(Dataset excerpts on object pointing)
☆ ☆ ☆
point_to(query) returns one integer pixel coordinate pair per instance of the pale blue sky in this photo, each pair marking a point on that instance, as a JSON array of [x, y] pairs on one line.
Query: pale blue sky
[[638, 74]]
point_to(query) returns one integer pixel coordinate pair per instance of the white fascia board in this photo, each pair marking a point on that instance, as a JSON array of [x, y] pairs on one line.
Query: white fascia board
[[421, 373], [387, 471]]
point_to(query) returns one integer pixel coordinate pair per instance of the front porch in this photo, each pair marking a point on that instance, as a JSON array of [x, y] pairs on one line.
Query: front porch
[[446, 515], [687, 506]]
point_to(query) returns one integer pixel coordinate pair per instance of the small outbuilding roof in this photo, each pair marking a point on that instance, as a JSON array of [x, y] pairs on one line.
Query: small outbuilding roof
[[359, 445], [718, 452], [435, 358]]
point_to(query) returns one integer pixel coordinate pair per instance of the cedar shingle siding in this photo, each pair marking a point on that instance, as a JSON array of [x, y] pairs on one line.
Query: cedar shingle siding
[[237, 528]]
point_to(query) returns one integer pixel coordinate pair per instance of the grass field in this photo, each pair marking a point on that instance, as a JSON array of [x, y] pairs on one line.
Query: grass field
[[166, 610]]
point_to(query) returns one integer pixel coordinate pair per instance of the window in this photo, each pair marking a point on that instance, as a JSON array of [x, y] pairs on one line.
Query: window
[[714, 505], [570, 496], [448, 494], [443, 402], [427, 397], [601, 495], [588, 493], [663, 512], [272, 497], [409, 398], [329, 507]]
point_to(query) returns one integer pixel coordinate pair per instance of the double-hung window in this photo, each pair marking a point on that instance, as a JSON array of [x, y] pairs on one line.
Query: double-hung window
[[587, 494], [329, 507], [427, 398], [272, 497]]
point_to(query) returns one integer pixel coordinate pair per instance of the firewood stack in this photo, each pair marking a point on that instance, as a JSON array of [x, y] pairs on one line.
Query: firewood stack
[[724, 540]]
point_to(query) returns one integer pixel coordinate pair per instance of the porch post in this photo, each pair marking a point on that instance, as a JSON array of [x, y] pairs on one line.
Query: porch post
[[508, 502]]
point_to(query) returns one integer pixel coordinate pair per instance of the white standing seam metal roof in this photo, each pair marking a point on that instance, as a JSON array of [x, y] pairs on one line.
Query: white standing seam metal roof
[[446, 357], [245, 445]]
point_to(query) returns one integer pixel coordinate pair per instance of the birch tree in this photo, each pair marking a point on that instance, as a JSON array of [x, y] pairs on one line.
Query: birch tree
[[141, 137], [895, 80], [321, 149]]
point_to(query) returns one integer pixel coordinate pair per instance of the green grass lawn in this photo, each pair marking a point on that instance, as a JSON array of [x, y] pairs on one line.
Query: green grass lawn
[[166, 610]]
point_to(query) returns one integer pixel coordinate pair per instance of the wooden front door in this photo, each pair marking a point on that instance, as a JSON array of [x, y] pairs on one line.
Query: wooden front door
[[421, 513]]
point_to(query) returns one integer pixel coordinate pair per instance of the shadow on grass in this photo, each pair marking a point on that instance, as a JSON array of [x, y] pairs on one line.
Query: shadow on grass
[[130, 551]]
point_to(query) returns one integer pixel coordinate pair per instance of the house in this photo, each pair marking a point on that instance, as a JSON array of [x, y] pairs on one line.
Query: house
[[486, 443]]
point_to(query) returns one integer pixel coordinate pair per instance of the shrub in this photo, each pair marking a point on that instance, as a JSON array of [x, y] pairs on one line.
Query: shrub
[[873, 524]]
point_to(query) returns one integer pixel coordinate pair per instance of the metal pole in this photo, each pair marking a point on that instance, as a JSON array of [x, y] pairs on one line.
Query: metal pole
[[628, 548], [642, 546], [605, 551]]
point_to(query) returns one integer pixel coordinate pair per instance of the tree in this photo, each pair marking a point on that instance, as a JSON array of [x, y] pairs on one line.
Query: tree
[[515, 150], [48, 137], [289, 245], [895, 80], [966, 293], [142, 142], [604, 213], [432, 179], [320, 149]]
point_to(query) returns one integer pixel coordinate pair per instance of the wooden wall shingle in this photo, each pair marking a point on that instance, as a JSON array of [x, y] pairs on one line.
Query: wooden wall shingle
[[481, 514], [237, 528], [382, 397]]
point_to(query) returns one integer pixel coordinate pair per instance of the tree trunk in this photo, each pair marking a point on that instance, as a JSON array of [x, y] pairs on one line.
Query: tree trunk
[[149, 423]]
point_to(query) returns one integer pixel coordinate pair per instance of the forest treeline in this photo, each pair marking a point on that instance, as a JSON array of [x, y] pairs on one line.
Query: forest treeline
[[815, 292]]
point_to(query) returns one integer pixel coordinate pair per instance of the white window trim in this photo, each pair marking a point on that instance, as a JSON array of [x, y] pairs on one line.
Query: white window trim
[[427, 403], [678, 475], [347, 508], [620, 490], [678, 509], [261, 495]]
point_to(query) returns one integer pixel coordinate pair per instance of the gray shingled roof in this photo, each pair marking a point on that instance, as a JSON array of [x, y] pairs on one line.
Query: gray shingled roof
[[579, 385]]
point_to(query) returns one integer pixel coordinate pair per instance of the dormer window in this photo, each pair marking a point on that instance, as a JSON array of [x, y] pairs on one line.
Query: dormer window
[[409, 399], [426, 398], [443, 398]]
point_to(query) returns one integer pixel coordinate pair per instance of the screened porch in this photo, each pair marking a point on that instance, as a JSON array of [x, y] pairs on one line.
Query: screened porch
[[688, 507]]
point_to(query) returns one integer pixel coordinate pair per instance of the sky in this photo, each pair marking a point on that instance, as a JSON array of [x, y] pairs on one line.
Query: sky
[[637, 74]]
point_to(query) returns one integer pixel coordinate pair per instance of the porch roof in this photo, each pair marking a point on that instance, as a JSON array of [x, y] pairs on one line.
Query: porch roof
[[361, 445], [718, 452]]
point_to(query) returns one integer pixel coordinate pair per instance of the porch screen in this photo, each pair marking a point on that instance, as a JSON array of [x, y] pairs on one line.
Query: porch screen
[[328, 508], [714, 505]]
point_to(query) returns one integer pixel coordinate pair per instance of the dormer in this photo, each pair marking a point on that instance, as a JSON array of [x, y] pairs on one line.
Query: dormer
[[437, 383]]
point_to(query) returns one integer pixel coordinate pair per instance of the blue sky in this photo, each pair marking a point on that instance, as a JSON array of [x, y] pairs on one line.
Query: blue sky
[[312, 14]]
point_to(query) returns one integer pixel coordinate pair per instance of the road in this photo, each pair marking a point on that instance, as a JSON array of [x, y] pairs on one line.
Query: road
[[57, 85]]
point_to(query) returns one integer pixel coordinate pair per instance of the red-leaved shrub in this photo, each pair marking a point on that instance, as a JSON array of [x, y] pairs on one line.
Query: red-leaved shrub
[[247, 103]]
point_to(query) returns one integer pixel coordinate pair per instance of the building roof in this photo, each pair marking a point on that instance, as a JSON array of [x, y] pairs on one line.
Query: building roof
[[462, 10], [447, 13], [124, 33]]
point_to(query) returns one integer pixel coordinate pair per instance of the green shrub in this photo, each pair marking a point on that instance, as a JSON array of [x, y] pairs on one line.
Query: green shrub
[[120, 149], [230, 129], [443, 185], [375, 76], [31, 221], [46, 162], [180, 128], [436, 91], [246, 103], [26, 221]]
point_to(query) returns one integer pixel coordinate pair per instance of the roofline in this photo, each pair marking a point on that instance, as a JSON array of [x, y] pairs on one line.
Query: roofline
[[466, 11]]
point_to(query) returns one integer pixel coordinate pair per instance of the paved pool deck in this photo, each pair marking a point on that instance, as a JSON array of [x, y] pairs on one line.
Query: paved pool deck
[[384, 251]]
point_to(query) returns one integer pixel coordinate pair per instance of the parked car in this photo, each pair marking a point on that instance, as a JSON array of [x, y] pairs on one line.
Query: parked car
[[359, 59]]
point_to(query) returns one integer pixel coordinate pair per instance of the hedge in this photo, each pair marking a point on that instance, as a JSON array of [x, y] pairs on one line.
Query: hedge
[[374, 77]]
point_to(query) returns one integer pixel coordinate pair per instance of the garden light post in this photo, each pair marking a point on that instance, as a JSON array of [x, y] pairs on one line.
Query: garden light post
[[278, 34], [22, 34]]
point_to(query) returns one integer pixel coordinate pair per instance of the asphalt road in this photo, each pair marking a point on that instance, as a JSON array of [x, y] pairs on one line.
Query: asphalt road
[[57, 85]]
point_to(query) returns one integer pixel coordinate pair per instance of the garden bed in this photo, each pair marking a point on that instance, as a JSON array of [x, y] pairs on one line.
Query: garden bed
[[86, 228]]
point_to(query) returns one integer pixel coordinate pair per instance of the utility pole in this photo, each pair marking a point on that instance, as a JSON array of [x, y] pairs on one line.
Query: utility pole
☆ ☆ ☆
What is asked:
In the records, from the first line through the line containing "[[421, 373], [387, 471]]", replace every "integer" with "whole-number" and leave everything else unchanged.

Solution for this problem:
point_to(query) returns one whole-number pixel coordinate pair per instance of the pale blue sky in this photo, each pair marking a point on that instance, as a JSON array of [x, y] pairs on one line.
Query: pale blue sky
[[638, 74]]
point_to(query) returns one whole-number pixel coordinate pair per instance of the white fascia board in this photo, each pair marking a point on that instance, as a JSON array of [x, y] pairs on one line.
Query: white fascia board
[[421, 373], [387, 471]]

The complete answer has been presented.